§ **TO DO**:
**A)** In the Clojure protocols question, retype the passage from "However this doesn't" to "the same objective?".
**B)** In the Clojure protocols question, which exception is thrown when (g "abc" "abcd") is called?

§ **EXCERPT TO READ**:
= = =
CODEWITHSUNDEEP
clojureprotocolsabstraction
mikera
mikera

Reputation: 106351

How can you extend a Clojure protocol to another protocol?

Suppose I have two protocols:

(defprotocol A 
  (f [this]))

(defprotocol B 
  (g [x y]))

And I want to extend protocol B to all instances that support protocol A:

(extend-protocol A 
  String 
    (f [this] (.length this)))

(extend-protocol B 
  user.A
    (g [x y] (* (f x) (f y))))

The primary motivation is to avoid having to extend B separately to all the possible classes that A may be extended to, or even to unknown future classes that other people may extend A to (imagine if A was part of a public API, for example).

However this doesn't work - you get something like the following:

(g "abc" "abcd")
=> #<IllegalArgumentException java.lang.IllegalArgumentException: 
No implementation of method: :g of protocol: #'user/B found for 
class: java.lang.String>

Is this possible at all? If not, is there a sensible workaround to achieve the same objective?
= = =
§ **SOURCE DATA**:

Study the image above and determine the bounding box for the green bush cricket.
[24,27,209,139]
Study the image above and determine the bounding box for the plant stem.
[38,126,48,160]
= = =
§ **ANSWERS TO THE TASKS**:
**A)**
However this doesn't work - you get something like the following:

(g "abc" "abcd")
=> #<IllegalArgumentException java.lang.IllegalArgumentException: 
No implementation of method: :g of protocol: #'user/B found for 
class: java.lang.String>

Is this possible at all? If not, is there a sensible workaround to achieve the same objective?

**B)** A java.lang.IllegalArgumentException is thrown.